:: 問題 ::
1. 市場経済と個性をめぐる対話で、「個性」が取り引き対象として商品化されると、普通何と呼ばれると述べられていますか？
2. 市場経済と個性をめぐる対話を、最後の発言の次から書き継いでください。

「あなたは、『夢や希望それに個性なんて要らない』と、あちこちで言っているそうですね」
「その言い方には語弊があります。私は『夢や希望や個性などは、無くてもかまわない』と言っているだけです」
「どうしてそう天邪鬼なことを言うんですか。性格悪いですね」
「もともと性格がよいとは思いませんし、天邪鬼と言われればなかなか反論もできませんが、私の場合、世間で疑いもなく正しくよいことのように大声で宣揚されるアイデアは、どうも信用できないのです」
「どうして?」
「圧倒的多数が是として主張するアイデアは、むしろ主張させられているというか、主張するように仕向けられているように思うのです」
「誰がそうさせているというのです?」
「特定の人間ではありません。いわば社会システムです。『夢や希望』、『個性』などの場合なら、市場経済のシステムです。私には、『夢や希望』、『個性』の主張が、市場経済が生み出し、市場経済を支持する、一種のイデオロギーのように思えるのです」
「どういうことですか?」
「つまりですね、市場経済のシステムが経済活動の領域を超えて、人間関係や個々の人間の在り方まで侵食し規定している結果、こういう主張が声高になされるのではないかと考えているわけです」
「具体的に言うと?」
「市場経済とは、要は取り引きのシステムです。その取り引きの意味は、交易や貿易のように、需要と供給に基づく交換のことでしょう。つまり、こちらに無いものがあちらに有るという差異を前提とする行為です」
「ああ、言いたいことがわかりました。市場を機能させる根源たる『差異』が人間関係に反映されると、それが『個性』と呼ばれるというわけですね」
「そうです。いまやその反映はさらに露骨です。『個性』が取り引き対象として商品化されると、普通『人材』と呼ばれます」
「なるほど。しかし、それは市場経済の社会では当然で、否定すべきではないでしょう」
「私は何も否定したいわけではありません。『人材』はまだ経済活動の範囲内に収まる概念です。しかし、最近『個性』にかわって世で言われる『キャラ』という言葉は、市場化がより強く感じられるのです」
「市場化とは?」
「つまりですね、たとえば、若い女性が、『私、お笑いキャラだから』みたいなことを言ったりしますね。そしてそれが『私のウリ』だと言う」
「そうか。『売れる個性』か」
「それは、もはや経済市場の話ではありません。これは友人関係の場での話でしょう。敢えて言えば、『友人市場』の話なのです。友人関係が市場に覆われ、意識が底から規定されているのです」
「では、夢と希望はどうだと言うのですか?」
「このアイデアが反映しているのは、投資です。投資は未来と現在の差異で利益を生み出す行為です。交易が空間的差異に基づくものだとすれば、時間的差異を商品化しているのです。未来の利益のため、現在に資本を投下する」
「ということは、『夢や希望に向かってガンバレ』というのと、同じ行動パターン」
「同じではありません。投資が原型なのです。ですから、『個性』に対して『人材』という言葉があるように、『夢や希望』には、『キャリアアップ』という言い方がある。より露骨になると『自分への投資』などと言う」

データ収集で得た記録:
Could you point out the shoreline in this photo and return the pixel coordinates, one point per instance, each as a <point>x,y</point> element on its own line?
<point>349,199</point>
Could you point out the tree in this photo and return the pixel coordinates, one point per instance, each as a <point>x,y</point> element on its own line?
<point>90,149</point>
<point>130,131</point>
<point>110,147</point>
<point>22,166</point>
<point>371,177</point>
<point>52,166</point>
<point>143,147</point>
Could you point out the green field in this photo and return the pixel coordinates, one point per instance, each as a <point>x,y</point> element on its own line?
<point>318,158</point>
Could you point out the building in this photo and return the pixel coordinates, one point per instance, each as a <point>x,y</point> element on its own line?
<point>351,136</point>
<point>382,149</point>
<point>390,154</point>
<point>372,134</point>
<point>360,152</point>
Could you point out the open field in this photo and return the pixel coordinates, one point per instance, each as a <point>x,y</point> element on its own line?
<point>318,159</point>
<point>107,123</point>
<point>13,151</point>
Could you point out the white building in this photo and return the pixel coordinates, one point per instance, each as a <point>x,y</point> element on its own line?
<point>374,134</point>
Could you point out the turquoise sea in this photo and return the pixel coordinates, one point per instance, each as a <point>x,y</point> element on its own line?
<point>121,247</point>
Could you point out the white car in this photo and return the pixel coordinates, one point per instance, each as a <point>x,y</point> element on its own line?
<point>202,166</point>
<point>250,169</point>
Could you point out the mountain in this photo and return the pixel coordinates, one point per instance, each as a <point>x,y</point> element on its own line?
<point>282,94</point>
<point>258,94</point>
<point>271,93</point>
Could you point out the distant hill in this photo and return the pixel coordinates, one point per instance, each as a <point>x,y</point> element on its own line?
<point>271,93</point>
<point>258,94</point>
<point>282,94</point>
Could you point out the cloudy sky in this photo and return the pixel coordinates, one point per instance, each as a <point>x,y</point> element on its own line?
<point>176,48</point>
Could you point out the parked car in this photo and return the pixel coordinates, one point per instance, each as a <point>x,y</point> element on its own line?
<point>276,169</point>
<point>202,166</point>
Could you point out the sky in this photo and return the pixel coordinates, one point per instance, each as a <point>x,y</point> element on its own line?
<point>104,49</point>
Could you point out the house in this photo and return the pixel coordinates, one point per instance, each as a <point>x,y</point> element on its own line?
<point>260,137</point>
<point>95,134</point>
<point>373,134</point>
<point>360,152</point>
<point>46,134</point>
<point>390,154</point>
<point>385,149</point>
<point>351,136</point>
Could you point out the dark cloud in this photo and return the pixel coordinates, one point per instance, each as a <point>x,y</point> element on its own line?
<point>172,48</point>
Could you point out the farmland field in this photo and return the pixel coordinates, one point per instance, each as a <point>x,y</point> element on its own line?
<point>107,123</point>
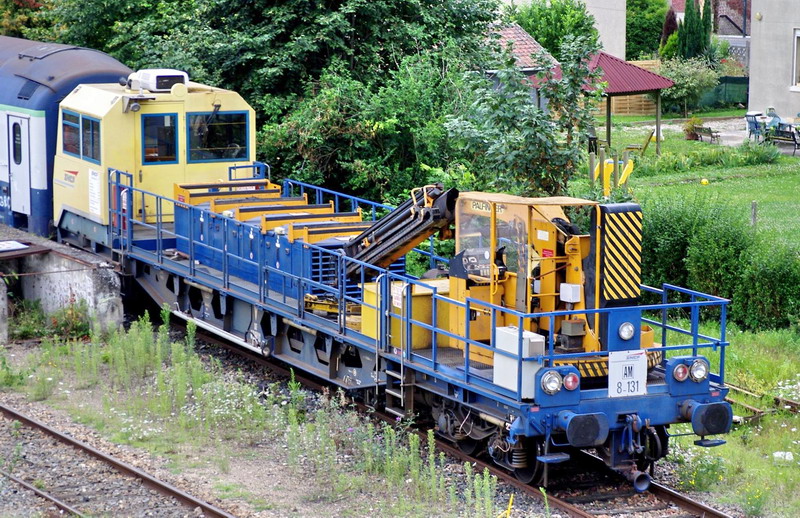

:: 想定解答 ::
1. 「人材」と呼ばれます。

2.
「あなたはやっぱり、市場経済を否定したいのでしょう?」
「仮に否定したくたって、もうできませんよ。我々は市場経済を前提に、生き方や考え方を決めていく以外に、当面の道はありません。このとき、問題は、市場経済とどう向き合うか、なのです。」
「それは、経済活動を超えて人間全体を覆いつつあるように見える市場を、意識的に牽制・相対化すべきだ、というような意味ですか?」
「簡単に言えばそうです。交易だろうが投資だろうが、すべての取り引きは、今ここに無いものに向かって我々を駆り立て続けます。したがって、我々の現在は萎え、阻喪し、市場化された人間は慢性的に『疲労』という実存の仕方をするでしょう」
「いまや、『夢や希望』、『個性』というアイデアは、そういう在り方を肯定し強化する」
「少なくとも、これらのアイデアに乗って頑張ってくれる人は、市場にとって好都合でしょう。しかし、我々にとっては、必ずしも好都合とばかりは言えない」
「だから、あなたは・・・・」
「そう。『夢や希望や個性なんて無くたってかまわない』と言うのです。そんなもの無くたって、人は堂々と、元気に生きられます。今から百年・二百年前の人々が、『夢や希望』『個性』を叫んで生きていたと思いますか?」
「うーん・・・」
「でも、一生懸命、堂々と生きていたと思いますよ。今だって、街に繰り出している『オバちゃん』グループは楽しそうですよ。彼女たちは『夢や希望』のために生きているのでしょうか。そこらへんを駆け回っている幼児や、公園で日向ぼっこしている老夫婦に、『個性』もヘッタクレもないでしょう」
「そういう言い方で、あなたは市場の圧力を緩和しようというわけですね」
「そんな力はありませんよ。ただ、『夢や希望や個性なんて無くたってかまわない』というアイデアが、誰かの切ない気持ちを少しは和ませることができないかと願っているのです。人は取り引きするために生まれて来るわけではありません。生まれて来れば取り引きすることもある、それだけのはずなのです」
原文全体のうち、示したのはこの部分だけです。